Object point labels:
◆ ◆ ◆ ◆ ◆ ◆ ◆

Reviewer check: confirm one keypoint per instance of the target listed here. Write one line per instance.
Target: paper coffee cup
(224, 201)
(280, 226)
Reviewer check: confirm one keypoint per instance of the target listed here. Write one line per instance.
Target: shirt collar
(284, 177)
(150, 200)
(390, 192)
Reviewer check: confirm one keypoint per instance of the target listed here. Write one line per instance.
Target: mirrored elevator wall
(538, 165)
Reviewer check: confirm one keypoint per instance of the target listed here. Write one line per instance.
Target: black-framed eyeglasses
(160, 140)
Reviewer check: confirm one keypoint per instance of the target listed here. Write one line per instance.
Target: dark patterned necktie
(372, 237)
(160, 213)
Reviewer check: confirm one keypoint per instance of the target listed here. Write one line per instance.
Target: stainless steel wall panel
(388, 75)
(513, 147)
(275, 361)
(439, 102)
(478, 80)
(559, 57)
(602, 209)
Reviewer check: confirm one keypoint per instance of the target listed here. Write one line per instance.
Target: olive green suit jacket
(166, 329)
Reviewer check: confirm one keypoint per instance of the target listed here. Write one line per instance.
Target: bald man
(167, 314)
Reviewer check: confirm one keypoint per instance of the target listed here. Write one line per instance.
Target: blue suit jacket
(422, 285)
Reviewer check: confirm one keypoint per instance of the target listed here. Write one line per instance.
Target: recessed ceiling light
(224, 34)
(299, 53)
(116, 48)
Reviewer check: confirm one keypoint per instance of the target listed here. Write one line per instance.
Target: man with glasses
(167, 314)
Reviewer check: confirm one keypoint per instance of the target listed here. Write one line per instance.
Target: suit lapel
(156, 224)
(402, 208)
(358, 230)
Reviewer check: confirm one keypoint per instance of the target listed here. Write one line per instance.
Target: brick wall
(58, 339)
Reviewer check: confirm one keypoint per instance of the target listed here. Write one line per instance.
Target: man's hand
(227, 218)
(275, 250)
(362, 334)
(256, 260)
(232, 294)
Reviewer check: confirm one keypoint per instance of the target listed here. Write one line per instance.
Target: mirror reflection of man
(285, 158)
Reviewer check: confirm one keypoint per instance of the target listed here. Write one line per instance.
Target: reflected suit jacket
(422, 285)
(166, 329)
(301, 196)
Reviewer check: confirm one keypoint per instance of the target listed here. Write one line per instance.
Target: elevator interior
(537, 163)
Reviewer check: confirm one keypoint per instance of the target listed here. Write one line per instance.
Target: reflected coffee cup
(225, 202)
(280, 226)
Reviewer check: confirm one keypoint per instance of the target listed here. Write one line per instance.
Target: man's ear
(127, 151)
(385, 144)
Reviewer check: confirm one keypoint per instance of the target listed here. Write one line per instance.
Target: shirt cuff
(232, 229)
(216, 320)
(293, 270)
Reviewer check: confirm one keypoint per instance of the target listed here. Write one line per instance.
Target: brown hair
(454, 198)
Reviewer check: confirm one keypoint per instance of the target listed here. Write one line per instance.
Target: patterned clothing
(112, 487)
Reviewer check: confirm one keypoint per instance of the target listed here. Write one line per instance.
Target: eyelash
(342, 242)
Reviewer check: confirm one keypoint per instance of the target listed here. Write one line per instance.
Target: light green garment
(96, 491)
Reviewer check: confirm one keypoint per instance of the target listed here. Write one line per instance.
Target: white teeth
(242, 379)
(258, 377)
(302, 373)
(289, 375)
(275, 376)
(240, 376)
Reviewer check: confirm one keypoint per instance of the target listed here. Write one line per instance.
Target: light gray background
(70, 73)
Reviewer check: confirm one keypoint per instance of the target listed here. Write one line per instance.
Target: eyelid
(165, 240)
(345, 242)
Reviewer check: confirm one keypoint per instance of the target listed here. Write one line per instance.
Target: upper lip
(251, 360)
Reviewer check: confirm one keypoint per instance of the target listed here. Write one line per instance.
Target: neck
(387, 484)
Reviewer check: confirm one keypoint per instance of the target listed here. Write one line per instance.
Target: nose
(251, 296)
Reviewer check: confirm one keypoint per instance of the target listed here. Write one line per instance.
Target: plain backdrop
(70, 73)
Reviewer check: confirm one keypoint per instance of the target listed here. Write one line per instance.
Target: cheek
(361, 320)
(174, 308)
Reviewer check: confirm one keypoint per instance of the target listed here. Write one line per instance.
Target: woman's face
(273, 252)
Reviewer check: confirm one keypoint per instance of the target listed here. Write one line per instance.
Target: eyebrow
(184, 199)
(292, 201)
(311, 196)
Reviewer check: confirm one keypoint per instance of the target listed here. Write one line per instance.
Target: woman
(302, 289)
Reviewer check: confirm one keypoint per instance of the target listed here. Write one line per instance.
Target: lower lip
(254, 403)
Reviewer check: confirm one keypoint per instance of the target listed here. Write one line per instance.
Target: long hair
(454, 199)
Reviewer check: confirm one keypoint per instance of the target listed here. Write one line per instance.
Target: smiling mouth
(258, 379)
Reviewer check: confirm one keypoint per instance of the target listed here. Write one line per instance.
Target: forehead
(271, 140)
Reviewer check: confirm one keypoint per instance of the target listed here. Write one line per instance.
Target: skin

◆ ◆ ◆ ◆ ◆ ◆ ◆

- Task brief
Report every line of the data above that contains the string "reflected", and treat uppercase and lowercase as different.

- Answer to this task
Target: reflected suit jacket
Target: reflected coffee cup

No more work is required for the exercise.